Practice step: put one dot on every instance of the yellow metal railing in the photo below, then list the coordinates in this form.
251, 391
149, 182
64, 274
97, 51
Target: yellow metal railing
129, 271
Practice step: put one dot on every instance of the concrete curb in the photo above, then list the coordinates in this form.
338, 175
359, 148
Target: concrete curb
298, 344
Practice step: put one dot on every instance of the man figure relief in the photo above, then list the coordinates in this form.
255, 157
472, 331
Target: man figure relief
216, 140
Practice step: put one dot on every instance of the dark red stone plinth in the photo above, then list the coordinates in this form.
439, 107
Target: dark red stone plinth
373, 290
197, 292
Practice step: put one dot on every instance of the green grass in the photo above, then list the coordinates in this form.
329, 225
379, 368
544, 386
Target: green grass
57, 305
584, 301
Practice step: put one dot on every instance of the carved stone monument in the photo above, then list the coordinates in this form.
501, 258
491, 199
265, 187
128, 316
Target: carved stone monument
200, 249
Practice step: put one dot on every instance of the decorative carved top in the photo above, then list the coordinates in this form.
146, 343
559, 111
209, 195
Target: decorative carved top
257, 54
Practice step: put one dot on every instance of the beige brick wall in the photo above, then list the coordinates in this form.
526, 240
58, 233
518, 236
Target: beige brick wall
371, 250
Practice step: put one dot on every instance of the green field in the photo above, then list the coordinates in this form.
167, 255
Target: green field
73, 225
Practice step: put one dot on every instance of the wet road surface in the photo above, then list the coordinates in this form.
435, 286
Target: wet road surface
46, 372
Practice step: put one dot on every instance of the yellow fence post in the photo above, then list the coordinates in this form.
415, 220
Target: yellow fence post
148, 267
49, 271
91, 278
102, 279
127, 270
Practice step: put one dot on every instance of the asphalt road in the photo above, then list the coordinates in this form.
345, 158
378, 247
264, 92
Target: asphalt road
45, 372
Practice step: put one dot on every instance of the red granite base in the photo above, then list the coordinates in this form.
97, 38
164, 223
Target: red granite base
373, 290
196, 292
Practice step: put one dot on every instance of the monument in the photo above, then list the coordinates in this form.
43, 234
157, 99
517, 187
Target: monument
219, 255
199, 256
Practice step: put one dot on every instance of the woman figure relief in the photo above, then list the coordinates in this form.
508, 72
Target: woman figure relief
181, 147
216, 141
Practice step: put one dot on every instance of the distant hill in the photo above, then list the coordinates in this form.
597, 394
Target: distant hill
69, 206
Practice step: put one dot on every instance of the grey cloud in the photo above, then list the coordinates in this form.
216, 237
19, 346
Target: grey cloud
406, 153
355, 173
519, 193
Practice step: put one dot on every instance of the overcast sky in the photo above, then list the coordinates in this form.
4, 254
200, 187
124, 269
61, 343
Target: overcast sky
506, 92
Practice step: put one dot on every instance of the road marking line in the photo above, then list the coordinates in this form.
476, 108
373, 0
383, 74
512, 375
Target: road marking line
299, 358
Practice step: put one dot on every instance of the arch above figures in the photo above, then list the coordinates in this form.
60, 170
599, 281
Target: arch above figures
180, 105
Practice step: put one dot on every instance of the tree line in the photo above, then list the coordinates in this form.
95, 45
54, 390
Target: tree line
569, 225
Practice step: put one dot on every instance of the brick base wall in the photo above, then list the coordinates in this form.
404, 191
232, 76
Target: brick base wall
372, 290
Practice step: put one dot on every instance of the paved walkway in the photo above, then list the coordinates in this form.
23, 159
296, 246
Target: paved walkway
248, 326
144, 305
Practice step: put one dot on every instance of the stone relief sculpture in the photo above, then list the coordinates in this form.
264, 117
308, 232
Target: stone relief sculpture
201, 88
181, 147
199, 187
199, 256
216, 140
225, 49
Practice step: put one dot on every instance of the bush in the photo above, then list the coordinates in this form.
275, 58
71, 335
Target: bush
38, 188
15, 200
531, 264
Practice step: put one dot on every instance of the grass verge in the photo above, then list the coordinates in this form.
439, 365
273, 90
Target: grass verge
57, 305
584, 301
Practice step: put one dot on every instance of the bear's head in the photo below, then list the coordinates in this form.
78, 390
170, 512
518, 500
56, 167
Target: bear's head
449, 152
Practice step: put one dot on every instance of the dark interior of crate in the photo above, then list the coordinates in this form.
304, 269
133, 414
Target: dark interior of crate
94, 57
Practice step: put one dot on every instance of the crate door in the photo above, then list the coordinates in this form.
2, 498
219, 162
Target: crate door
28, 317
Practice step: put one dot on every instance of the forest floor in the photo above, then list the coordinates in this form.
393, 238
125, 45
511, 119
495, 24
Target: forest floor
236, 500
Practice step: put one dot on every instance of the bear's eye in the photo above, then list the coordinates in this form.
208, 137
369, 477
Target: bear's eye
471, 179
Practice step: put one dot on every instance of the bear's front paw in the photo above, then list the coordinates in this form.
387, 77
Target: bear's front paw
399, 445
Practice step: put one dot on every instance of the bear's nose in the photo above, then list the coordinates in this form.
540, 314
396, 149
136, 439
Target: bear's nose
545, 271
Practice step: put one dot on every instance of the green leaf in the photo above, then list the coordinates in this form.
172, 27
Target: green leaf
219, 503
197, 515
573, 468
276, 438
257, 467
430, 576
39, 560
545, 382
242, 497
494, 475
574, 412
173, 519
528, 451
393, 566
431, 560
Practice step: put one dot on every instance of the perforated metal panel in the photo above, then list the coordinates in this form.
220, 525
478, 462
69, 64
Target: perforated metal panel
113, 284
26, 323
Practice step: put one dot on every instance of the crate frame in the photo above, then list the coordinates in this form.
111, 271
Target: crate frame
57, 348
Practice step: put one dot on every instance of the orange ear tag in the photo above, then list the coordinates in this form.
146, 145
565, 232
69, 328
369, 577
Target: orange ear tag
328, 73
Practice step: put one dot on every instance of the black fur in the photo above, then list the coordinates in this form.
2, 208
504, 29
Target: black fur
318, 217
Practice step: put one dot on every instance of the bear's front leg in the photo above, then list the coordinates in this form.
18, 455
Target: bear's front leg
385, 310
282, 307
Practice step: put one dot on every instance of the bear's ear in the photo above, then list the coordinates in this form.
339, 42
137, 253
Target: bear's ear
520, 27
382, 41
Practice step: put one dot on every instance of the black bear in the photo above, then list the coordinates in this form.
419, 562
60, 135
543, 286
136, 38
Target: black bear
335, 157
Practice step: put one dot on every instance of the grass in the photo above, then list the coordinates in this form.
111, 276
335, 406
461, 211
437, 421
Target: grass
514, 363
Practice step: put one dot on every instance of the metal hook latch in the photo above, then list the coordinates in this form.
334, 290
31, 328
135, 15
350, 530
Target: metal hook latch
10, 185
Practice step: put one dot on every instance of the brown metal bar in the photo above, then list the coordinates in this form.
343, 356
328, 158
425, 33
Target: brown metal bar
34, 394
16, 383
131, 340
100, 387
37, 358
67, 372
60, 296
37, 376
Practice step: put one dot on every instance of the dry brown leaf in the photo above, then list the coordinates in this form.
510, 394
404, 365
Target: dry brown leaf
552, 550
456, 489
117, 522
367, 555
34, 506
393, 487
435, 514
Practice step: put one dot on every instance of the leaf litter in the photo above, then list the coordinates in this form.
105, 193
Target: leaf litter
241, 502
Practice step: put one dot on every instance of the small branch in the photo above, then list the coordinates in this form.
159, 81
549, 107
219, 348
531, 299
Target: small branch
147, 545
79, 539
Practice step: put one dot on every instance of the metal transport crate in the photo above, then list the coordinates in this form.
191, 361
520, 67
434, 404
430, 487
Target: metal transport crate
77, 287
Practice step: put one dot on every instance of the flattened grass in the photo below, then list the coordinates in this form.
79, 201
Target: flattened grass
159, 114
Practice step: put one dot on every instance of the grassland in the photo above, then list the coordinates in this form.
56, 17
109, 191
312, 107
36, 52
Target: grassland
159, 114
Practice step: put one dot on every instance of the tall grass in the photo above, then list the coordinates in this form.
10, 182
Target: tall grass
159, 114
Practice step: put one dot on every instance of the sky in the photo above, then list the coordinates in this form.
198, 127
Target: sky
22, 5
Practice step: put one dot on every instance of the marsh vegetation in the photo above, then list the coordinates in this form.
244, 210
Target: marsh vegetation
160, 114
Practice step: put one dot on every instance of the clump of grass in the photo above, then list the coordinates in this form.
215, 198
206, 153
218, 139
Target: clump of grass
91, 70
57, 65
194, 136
---
=== THE EXERCISE ===
Reproduce word for word the lines starting with the line containing "the metal transport" and continuing through the last line, including both ends.

=== TASK SOLUTION ===
Practice step: put one dot on every instance of the metal transport crate in the photo above, then list the coordinates in this form.
191, 361
520, 67
434, 404
430, 487
Target: metal transport crate
77, 287
Practice step: put one dot on every instance of the flattened grass in the photo below, then list the coordinates in this form.
79, 201
Target: flattened grass
159, 114
Practice step: put one dot on every instance of the grassland in the photo above, then list the coordinates in this form.
56, 17
109, 191
312, 107
36, 52
Target: grassland
159, 114
Practice step: put one dot on every instance of the tall grass in the photo above, then list the coordinates in this form.
10, 182
Target: tall grass
159, 114
Practice step: put one dot on every instance of the sky in the photo above, then list the coordinates in this form.
198, 127
Target: sky
22, 5
Practice step: put one dot on every instance of the marsh vegetation in the photo above, then list the coordinates in this form.
244, 210
Target: marsh vegetation
160, 114
Practice step: put one dot on every instance of the clump of grass in the photo above, then list the coordinates in this form.
215, 198
206, 153
218, 139
Target: clump of grass
91, 70
57, 65
194, 136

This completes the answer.